# SHORT PROBLEM A:
Do the following statements agree with the job posting below? For each, answer yes or no and quote the words of the posting that decide it. (i) Bestarion is a subsidiary of Larion. (ii) The daily standup is held Monday through Friday. (iii) Maintenance requires working USA hours for three days every month.

SENIOR DEVOPS/ SITE RELIABILITY ENGINEER
Bestarion is a subsidiary of Larion, a well-established software outsourcing company in Vietnam with decades of experience delivering high-quality technology solutions. Inheriting Larion’s strong foundation and technical expertise, Bestarion continues to grow as a trusted partner for clients worldwide.
For over 15 years, Bestarion has provided innovative outsourcing services and business solutions to successful clients in more than 15 countries. Our diverse range of services includes Big Data & Data Analytics, Securities Trading Solutions, Surround Core Banking Solutions, E-commerce and Social Network App Development, and Web Application Development. We focus on today’s emerging trends such as Big Data, Cloud Computing, Social Networks, Mobility, and the Internet of Things.
- Location: QTSC Building, 3rd Floor, 1 Quang Trung, Software City, HCMC
- Working Location: Remote or working in Bestarion office/ US onsite opportunity
- Working Time:
- Monday – Friday, 8:00 AM – 5:30 PM (Flexible depending on each project)
- 1-hour daily standup Tuesday-Friday, likely from 9 PM to 10 PM VNT.
- Expectation to Travel to USA: The expectation is 1 – 4 trips/year, with each trip lasting 1-2 weeks.
- Maintenance Work Hours: The resource will need to work USA hours for three days every three months to perform maintenance on key production systems.
- About the project: We’re looking for a skilled and motivated DevOps/Site Reliability Engineer (SRE) to join our growing team. In this exciting role, you will be responsible for building and maintaining our cloud infrastructure, automating our CI/CD pipelines, and ensuring the reliability, performance, and scalability of our services. The ideal candidate will have a strong background in both software development and systems engineering, with a focus on GCP and automation tools, and a strong sense of ownership.
JOB DESCRIPTIONS
- Design and manage infrastructure on Google Cloud Platform (GCP) using Terraform for Infrastructure as Code (IaC).
- Build, configure, and maintain CI/CD pipelines using Jenkins and Groovy scripts to automate software delivery from code commit to production deployment.
- Manage Jenkins plugins, master/agent nodes, and pipeline libraries to ensure the stability and scalability of our CI/CD platform.
- Troubleshoot and debug automation code and interconnected systems to quickly identify and resolve issues, ensuring minimal disruption to services.
- Manage core GCP services including Compute Engine, Managed Instance Groups (MIG), Disk Snapshots, Storage, and Artifact Registry to support our application ecosystem.
- Containerize applications using Docker to ensure consistency across development, testing, and production environments.

# SHORT PROBLEM B:
Which lines of the listing below contain the string "wheel"? Pick out each of them and copy it.

[A series of records]
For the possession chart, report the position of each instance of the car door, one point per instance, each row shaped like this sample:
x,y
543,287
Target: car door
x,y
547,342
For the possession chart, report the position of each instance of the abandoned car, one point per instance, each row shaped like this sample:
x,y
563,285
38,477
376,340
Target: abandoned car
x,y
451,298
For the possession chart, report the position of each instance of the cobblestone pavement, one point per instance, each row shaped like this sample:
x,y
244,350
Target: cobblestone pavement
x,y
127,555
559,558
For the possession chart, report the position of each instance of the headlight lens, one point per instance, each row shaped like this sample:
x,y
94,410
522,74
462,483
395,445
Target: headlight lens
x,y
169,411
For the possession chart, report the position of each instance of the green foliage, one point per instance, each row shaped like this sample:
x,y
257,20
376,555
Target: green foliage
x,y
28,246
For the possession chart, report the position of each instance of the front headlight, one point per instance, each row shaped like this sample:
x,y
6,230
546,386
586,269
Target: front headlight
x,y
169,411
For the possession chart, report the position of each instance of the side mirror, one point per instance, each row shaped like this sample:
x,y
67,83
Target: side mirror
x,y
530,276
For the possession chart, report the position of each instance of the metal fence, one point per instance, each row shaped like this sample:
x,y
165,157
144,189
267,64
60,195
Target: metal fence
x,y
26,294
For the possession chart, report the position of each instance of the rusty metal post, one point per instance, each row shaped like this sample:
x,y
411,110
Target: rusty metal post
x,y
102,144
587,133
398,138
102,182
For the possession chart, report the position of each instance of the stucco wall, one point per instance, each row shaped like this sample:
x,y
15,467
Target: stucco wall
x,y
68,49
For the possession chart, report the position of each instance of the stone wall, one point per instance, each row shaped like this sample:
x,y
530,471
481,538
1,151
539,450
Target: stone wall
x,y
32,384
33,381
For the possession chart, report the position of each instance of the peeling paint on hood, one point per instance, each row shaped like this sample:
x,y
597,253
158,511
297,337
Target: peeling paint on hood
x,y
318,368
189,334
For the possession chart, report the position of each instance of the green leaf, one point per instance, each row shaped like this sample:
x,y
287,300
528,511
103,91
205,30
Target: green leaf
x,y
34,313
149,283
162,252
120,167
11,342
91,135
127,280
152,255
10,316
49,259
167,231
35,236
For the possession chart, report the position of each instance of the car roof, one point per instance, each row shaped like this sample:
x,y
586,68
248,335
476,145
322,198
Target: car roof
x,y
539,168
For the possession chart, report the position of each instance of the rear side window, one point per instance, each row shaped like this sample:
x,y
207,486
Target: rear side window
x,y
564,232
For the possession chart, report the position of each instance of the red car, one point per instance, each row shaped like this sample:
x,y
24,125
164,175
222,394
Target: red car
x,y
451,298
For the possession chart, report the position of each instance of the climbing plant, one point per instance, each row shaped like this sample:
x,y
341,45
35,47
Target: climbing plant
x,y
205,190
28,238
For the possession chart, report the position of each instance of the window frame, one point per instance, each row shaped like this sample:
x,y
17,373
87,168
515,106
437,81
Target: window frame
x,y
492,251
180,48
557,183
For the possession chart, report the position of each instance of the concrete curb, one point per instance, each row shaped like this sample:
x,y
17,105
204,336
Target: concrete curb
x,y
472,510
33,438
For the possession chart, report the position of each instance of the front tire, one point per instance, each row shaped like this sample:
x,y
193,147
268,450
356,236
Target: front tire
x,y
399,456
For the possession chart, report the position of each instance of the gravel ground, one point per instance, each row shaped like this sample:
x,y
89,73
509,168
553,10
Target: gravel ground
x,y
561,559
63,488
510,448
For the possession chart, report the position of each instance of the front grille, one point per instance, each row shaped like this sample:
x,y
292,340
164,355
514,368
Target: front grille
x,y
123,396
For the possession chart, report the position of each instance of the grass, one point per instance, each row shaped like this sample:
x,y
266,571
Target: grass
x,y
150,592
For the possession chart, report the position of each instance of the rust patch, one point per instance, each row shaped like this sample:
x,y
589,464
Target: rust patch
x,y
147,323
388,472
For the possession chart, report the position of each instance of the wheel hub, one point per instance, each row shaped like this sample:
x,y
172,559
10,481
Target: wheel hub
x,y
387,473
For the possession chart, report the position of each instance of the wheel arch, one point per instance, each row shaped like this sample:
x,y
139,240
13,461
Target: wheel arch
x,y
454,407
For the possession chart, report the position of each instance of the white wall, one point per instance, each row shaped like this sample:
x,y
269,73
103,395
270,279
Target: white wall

# FINAL ANSWER A:
(i) Yes: "Bestarion is a subsidiary of Larion"
(ii) No: "1-hour daily standup Tuesday-Friday"
(iii) No: "three days every three months"

# FINAL ANSWER B:
For the possession chart, report the position of each instance of the wheel hub, one point per instance, each row shaped like this sample:
Target: wheel hub
For the possession chart, report the position of each instance of the wheel arch, one point per instance, each row shaped like this sample:
Target: wheel arch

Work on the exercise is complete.